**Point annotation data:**
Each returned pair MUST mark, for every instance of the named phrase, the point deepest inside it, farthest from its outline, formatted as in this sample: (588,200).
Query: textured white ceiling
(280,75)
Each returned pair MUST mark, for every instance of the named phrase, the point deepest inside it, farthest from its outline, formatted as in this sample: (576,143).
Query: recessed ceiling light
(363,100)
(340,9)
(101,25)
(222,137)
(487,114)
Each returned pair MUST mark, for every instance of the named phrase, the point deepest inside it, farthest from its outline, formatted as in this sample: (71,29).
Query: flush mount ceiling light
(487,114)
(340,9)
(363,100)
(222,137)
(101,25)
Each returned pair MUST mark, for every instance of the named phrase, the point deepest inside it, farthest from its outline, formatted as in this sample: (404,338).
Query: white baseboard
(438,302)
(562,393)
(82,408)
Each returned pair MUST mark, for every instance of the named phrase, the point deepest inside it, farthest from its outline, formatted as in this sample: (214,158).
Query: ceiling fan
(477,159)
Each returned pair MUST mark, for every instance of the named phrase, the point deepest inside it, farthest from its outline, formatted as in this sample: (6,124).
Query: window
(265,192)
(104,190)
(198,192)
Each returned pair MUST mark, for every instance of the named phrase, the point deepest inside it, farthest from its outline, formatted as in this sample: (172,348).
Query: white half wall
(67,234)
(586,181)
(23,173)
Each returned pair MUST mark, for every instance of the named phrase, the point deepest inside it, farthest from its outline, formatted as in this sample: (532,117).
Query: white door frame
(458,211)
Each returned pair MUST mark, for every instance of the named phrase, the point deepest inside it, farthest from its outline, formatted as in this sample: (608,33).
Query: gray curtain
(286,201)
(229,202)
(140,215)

**Task:**
Rewrite the rows starting at the line containing "this sample: (214,158)." and ending at the last row, leaving the request lines unchanged. Scale each answer coordinate by 1.85 and round it to a whole number, with halves rounding up.

**Right answer:**
Each returned pair MUST mark, for every instance of the named phrase, the point deepest inside it, farthest from its outline, formatted as in this sample: (214,158).
Query: ceiling fan
(882,294)
Each returned pair MUST mark, for every instance of the named phrase, the point deepest inside it, farthest from its outline, formatted as in this sample: (6,124).
Query: window
(490,355)
(192,352)
(366,355)
Each returned pair MUST mark, for every instance of the named phrase, the point deepest inside it, farthest from its outline, formatted as in this sample: (172,348).
Query: white half wall
(124,433)
(1084,335)
(43,320)
Each returned pair MUST mark, for every instance of the named phrase, the point deepest inside it, farthest from its outline, formatted as in this sample: (532,117).
Query: white door frame
(847,390)
Each returned pair MUST mark, for every instance of the named phrase, the point deepest inside it, farthest from its outline, formatted as in this sample: (608,33).
Query: gray curtain
(529,372)
(424,374)
(259,398)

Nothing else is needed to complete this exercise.